Saved entries:

····················

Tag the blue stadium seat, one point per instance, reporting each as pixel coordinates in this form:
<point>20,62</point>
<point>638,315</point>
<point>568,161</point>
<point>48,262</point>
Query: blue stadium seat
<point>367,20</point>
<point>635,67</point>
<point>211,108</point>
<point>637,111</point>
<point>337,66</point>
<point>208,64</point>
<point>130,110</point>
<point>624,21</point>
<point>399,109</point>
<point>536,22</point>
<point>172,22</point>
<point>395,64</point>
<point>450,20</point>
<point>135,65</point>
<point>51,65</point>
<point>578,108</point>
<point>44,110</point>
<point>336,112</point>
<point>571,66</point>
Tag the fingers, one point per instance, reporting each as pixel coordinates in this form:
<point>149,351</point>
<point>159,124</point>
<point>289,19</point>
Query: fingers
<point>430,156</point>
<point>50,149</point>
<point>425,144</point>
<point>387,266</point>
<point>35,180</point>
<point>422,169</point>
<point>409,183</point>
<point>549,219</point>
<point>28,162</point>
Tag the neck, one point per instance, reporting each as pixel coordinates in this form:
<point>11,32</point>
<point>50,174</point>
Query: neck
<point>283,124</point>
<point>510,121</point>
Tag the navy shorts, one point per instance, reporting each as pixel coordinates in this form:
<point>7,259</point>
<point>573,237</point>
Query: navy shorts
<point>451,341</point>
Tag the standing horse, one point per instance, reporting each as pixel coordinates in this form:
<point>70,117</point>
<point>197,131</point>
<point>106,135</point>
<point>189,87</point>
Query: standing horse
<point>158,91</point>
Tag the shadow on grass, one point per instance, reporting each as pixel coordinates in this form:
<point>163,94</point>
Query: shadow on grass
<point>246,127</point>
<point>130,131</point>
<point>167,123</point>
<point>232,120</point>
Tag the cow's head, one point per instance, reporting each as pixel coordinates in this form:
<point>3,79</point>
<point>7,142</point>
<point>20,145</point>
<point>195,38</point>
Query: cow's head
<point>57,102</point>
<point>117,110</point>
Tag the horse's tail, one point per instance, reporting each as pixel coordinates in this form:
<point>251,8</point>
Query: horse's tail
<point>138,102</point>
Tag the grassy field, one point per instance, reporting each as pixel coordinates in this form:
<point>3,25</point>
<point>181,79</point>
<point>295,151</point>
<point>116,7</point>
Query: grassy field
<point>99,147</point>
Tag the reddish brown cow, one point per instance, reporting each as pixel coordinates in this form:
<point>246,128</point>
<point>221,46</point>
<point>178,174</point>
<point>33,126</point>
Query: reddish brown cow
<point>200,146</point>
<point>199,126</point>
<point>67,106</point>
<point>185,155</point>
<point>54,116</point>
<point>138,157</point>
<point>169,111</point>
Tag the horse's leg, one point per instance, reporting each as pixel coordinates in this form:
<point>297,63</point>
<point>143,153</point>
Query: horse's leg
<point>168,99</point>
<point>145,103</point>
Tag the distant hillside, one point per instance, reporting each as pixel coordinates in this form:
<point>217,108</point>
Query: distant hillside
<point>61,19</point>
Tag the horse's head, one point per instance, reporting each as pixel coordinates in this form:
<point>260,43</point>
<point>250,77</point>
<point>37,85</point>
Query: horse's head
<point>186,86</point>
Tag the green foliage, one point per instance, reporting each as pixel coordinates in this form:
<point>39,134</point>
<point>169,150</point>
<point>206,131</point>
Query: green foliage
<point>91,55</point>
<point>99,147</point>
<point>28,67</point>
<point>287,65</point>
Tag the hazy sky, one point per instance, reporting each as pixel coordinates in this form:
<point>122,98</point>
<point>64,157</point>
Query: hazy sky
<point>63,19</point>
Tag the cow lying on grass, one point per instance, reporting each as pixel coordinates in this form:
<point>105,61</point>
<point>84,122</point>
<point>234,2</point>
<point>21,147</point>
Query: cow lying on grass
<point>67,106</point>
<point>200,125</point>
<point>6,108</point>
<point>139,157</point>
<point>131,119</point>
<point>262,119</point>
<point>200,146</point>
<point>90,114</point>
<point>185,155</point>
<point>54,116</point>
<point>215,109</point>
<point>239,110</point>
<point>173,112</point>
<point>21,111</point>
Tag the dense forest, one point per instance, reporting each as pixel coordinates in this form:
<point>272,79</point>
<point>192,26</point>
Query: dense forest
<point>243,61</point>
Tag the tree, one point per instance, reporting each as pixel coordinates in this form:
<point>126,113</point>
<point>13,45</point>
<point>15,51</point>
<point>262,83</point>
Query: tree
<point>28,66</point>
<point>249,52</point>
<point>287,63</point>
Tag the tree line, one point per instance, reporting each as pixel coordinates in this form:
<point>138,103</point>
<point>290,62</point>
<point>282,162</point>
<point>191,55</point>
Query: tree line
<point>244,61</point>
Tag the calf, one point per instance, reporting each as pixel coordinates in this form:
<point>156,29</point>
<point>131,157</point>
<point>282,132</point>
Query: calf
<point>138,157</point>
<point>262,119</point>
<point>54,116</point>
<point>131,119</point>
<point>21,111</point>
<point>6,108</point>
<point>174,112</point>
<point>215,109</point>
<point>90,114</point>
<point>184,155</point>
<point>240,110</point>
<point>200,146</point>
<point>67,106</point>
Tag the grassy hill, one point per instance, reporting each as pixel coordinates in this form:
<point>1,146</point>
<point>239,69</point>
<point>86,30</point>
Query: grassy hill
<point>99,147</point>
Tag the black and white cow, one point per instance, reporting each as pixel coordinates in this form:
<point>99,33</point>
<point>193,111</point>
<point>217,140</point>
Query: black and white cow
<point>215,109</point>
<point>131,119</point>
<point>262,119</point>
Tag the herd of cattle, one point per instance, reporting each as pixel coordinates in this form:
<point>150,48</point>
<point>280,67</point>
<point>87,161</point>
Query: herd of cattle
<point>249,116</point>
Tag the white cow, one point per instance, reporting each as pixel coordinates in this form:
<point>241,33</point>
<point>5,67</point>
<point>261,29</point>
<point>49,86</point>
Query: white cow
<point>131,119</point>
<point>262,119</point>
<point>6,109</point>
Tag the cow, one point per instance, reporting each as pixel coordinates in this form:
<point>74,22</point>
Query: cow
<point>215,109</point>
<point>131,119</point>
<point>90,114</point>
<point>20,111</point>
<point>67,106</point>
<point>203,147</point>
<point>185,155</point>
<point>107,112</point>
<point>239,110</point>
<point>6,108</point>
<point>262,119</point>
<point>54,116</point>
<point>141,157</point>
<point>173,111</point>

····················

» **PROBLEM STATEMENT**: When the line with "<point>289,19</point>" is reached in the data above, start copying there, and copy each line exactly until the line with "<point>70,117</point>" has been copied; copy nothing else.

» **REPLY TO THE EXERCISE**:
<point>289,19</point>
Query: fingers
<point>430,156</point>
<point>50,149</point>
<point>425,144</point>
<point>387,266</point>
<point>35,180</point>
<point>422,169</point>
<point>409,183</point>
<point>549,219</point>
<point>28,162</point>
Tag the neck, one point per instance, reporting each as pixel coordinates in this form:
<point>11,32</point>
<point>50,174</point>
Query: neck
<point>283,124</point>
<point>510,121</point>
Tag the navy shorts, one point per instance, reporting each as pixel coordinates in this form:
<point>7,259</point>
<point>573,237</point>
Query: navy shorts
<point>451,341</point>
Tag the standing horse, one point per instance, reporting each as pixel coordinates in this form:
<point>70,117</point>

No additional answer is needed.